▶ **TEXT SECTION**
☆ ☆ ☆ ☆ ☆ ☆ ☆
👉 Try the demo: https://github.com/LM-Kit/lm-kit-net-samples/tree/main/console_net/rag/retrieval_quality_tuning
RAG Retrieval Quality Tuning for C# .NET Applications
🎯 Purpose of the Sample
The Retrieval Quality Tuning demo shows how to use LM-Kit.NET to compare and fine-tune retrieval strategies in a RAG pipeline. It provides an interactive environment where you run the same query under different configurations (Vector, BM25, Hybrid search, reranking, MMR diversity, context windows) and observe how each setting affects result quality.
This is the go-to demo for answering: "I have RAG working. How do I make it better?"
👥 Industry Target Audience
This demo is particularly useful for developers and organizations working on:
- Enterprise knowledge bases: tune retrieval to handle both keyword-specific queries (error codes, product IDs) and semantic queries (conceptual questions) within the same index.
- Customer support systems: optimize retrieval so that exact error codes match first (BM25), while conceptual troubleshooting questions still surface relevant context (vector search).
- Legal and compliance: use hybrid search and reranking to ensure exhaustive recall across large document collections where missing a relevant clause has real consequences.
☆ ☆ ☆ ☆ ☆ ☆ ☆
▶ **DATA SUPPLIED**
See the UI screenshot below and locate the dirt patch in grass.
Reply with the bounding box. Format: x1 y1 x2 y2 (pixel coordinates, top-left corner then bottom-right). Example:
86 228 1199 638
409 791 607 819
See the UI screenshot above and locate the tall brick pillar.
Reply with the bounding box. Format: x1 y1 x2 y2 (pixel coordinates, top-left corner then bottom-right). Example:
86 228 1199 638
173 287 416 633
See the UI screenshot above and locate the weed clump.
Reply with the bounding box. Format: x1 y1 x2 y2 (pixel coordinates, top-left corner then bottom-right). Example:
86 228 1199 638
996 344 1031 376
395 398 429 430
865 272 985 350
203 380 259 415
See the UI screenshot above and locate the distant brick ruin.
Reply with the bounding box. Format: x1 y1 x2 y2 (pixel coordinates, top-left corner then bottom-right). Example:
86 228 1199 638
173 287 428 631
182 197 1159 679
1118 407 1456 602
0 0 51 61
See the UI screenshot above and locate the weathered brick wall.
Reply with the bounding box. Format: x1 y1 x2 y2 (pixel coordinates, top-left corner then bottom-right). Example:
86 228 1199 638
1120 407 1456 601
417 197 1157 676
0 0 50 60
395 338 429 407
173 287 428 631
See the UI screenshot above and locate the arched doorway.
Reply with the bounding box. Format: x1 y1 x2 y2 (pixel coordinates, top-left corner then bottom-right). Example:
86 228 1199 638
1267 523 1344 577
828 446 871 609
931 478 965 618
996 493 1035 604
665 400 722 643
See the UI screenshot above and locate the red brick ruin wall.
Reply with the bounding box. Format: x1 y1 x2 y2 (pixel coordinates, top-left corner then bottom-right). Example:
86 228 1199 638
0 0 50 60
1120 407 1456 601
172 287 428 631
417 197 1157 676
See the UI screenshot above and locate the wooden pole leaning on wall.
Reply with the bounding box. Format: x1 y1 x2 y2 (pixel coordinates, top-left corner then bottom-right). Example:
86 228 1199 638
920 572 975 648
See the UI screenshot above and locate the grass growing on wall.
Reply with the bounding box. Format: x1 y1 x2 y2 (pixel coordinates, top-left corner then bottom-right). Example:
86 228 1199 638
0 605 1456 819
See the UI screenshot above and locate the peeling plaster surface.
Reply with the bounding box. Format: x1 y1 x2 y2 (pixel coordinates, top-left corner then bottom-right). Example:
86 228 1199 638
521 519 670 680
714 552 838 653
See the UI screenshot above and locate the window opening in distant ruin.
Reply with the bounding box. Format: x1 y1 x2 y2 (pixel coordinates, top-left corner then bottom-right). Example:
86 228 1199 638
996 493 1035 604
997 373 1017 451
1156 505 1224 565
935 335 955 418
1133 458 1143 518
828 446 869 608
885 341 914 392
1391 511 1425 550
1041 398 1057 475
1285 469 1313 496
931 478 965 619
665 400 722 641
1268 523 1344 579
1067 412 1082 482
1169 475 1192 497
☆ ☆ ☆ ☆ ☆ ☆ ☆
▶ **PROMPT 1**
Do these statements agree with the RAG retrieval tuning page? Answer yes or no for each, quoting the words of the page that decide it.
(a) The demo runs the same query under different configurations.
(b) In customer support systems, conceptual troubleshooting questions are matched through BM25.
(c) For legal and compliance work, the page names hybrid search and reranking.
▶ **PROMPT 2**
Could you copy the rows from their first line up to and including the line with "173 287 416 633"?

▶ **CORRECT RESULT 1**
(a) Yes: "you run the same query under different configurations"
(b) No: "exact error codes match first (BM25), while conceptual troubleshooting questions still surface relevant context (vector search)"
(c) Yes: "use hybrid search and reranking to ensure exhaustive recall across large document collections"

▶ **CORRECT RESULT 2**
See the UI screenshot below and locate the dirt patch in grass.
Reply with the bounding box. Format: x1 y1 x2 y2 (pixel coordinates, top-left corner then bottom-right). Example:
86 228 1199 638
409 791 607 819
See the UI screenshot above and locate the tall brick pillar.
Reply with the bounding box. Format: x1 y1 x2 y2 (pixel coordinates, top-left corner then bottom-right). Example:
86 228 1199 638
173 287 416 633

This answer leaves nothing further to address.